### What is required
Rewrite every line of the records below as a JSON list of strings, with one string per line and blank lines omitted.

** Start The records **

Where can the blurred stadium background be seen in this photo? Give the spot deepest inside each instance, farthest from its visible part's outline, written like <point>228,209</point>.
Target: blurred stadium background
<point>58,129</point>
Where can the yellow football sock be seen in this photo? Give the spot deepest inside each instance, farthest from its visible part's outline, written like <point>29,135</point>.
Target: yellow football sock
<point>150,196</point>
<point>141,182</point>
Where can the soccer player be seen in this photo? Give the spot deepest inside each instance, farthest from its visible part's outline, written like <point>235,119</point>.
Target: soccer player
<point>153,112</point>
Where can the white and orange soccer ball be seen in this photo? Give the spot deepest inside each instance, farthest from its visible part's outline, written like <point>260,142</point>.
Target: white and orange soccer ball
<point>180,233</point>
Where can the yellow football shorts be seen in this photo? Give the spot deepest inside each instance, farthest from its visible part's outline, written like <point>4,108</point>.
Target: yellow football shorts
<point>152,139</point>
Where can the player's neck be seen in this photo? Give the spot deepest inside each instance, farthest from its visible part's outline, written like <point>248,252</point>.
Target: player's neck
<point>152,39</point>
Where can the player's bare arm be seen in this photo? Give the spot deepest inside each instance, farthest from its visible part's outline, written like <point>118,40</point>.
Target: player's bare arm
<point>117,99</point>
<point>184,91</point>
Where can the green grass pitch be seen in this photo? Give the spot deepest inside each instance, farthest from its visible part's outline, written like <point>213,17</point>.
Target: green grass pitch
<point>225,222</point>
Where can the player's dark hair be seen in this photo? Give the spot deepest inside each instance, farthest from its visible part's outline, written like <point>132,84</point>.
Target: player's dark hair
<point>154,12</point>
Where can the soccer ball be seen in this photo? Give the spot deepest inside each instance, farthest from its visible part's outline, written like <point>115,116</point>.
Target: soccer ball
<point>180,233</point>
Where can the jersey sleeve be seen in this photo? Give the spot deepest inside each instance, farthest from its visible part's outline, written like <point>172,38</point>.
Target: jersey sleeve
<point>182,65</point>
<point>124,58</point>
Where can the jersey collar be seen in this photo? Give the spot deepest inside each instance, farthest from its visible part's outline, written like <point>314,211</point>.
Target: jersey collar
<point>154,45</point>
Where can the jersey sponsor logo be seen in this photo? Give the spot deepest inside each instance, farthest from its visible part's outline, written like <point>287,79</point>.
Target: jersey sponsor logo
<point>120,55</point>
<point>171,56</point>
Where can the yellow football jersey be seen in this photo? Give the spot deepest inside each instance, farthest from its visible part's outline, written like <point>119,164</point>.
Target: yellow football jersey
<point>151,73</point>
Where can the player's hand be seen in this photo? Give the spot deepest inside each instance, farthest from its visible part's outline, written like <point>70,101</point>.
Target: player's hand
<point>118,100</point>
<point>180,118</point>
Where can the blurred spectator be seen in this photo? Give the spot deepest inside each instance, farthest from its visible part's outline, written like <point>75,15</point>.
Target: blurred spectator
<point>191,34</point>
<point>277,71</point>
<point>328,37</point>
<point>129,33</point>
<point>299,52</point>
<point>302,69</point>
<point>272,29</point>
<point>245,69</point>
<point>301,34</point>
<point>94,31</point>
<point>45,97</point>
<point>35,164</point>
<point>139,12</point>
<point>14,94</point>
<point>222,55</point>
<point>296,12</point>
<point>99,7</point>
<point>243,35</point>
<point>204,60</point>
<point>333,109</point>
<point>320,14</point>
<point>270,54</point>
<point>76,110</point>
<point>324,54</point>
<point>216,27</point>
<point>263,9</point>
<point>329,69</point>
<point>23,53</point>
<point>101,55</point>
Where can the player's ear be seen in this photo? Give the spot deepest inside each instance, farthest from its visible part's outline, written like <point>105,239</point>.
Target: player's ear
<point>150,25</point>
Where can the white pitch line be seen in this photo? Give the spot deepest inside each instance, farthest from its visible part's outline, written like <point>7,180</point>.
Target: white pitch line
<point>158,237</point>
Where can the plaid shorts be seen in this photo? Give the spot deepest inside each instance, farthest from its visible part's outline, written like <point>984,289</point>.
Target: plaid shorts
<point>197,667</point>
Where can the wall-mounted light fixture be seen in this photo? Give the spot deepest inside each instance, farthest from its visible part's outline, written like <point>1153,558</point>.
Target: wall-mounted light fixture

** End The records **

### Response for this exercise
[
  "Where can the blurred stadium background be seen in this photo? Give the spot deepest inside each instance, farthest from its visible part's outline, written like <point>228,209</point>.",
  "Target: blurred stadium background",
  "<point>58,129</point>",
  "Where can the yellow football sock be seen in this photo? Give the spot deepest inside each instance, farthest from its visible part's outline, written like <point>29,135</point>.",
  "Target: yellow football sock",
  "<point>150,196</point>",
  "<point>141,182</point>",
  "Where can the soccer player be seen in this photo? Give the spot deepest inside each instance, farthest from its visible part's outline, written like <point>235,119</point>.",
  "Target: soccer player",
  "<point>153,112</point>",
  "Where can the white and orange soccer ball be seen in this photo? Give the spot deepest inside each instance, farthest from its visible part's outline, written like <point>260,142</point>.",
  "Target: white and orange soccer ball",
  "<point>180,233</point>",
  "Where can the yellow football shorts be seen in this photo? Give the spot deepest inside each instance, farthest from its visible part's outline, written like <point>4,108</point>.",
  "Target: yellow football shorts",
  "<point>152,139</point>",
  "Where can the player's neck be seen in this photo? Give the spot deepest inside each instance, farthest from its visible part's outline, written like <point>248,252</point>.",
  "Target: player's neck",
  "<point>152,39</point>",
  "Where can the player's bare arm be seen in this photo? Give the spot deepest inside each instance, farthest from its visible part's outline, written like <point>118,40</point>.",
  "Target: player's bare arm",
  "<point>117,99</point>",
  "<point>184,91</point>",
  "Where can the green grass pitch be seen in this photo? Give the spot deepest inside each instance, farthest from its visible part's outline, written like <point>213,17</point>.",
  "Target: green grass pitch",
  "<point>225,222</point>",
  "Where can the player's dark hair be seen in this photo? Give the spot deepest inside each instance, farthest from its visible part's outline, written like <point>132,84</point>.",
  "Target: player's dark hair",
  "<point>154,12</point>",
  "Where can the soccer ball be seen in this photo? Give the spot deepest inside each instance, farthest from its visible part's outline, written like <point>115,116</point>.",
  "Target: soccer ball",
  "<point>180,233</point>",
  "Where can the jersey sleeve be seen in this photo? Give the spot deepest inside each instance, farthest from its visible part's outline, written like <point>172,38</point>.",
  "Target: jersey sleeve",
  "<point>182,65</point>",
  "<point>124,58</point>",
  "Where can the jersey collar be seen in this photo? Give the spot deepest inside each instance, farthest from its visible part's outline, written like <point>314,211</point>.",
  "Target: jersey collar",
  "<point>154,45</point>",
  "Where can the jersey sponsor logo be seen in this photo? Give the spot deepest inside each instance, farthest from its visible part's outline, written like <point>287,79</point>.",
  "Target: jersey sponsor logo",
  "<point>120,55</point>",
  "<point>171,56</point>",
  "Where can the yellow football jersey be seen in this photo? Give the spot deepest inside each instance, farthest from its visible part's outline, written like <point>119,164</point>.",
  "Target: yellow football jersey",
  "<point>151,73</point>",
  "Where can the player's hand be seen in this photo? Give the spot deepest inside each instance, farthest from its visible part's outline, written like <point>70,101</point>.",
  "Target: player's hand",
  "<point>118,100</point>",
  "<point>180,118</point>",
  "Where can the blurred spectator be seen in this photo? Give the spot deepest inside each instance, farthest from its visible part's outline, written like <point>75,15</point>.",
  "Target: blurred spectator",
  "<point>191,34</point>",
  "<point>277,71</point>",
  "<point>328,37</point>",
  "<point>129,33</point>",
  "<point>299,52</point>",
  "<point>302,69</point>",
  "<point>272,29</point>",
  "<point>245,69</point>",
  "<point>301,34</point>",
  "<point>94,31</point>",
  "<point>45,97</point>",
  "<point>35,164</point>",
  "<point>139,12</point>",
  "<point>14,94</point>",
  "<point>222,55</point>",
  "<point>296,12</point>",
  "<point>99,7</point>",
  "<point>243,35</point>",
  "<point>204,60</point>",
  "<point>333,109</point>",
  "<point>320,14</point>",
  "<point>270,54</point>",
  "<point>76,110</point>",
  "<point>324,54</point>",
  "<point>216,27</point>",
  "<point>263,9</point>",
  "<point>329,69</point>",
  "<point>23,53</point>",
  "<point>101,55</point>",
  "Where can the player's ear be seen in this photo? Give the spot deepest inside each instance, farthest from its visible part's outline, written like <point>105,239</point>.",
  "Target: player's ear",
  "<point>150,25</point>",
  "Where can the white pitch line be seen in this photo? Give the spot deepest inside each instance, farthest from its visible part's outline, written like <point>7,180</point>.",
  "Target: white pitch line",
  "<point>158,237</point>",
  "Where can the plaid shorts be seen in this photo? Give the spot deepest inside each instance, farthest from its visible part's outline, written like <point>984,289</point>.",
  "Target: plaid shorts",
  "<point>197,667</point>",
  "Where can the wall-mounted light fixture be seen in this photo? Give the spot deepest inside each instance, farthest from its visible part's outline, written like <point>1153,558</point>.",
  "Target: wall-mounted light fixture"
]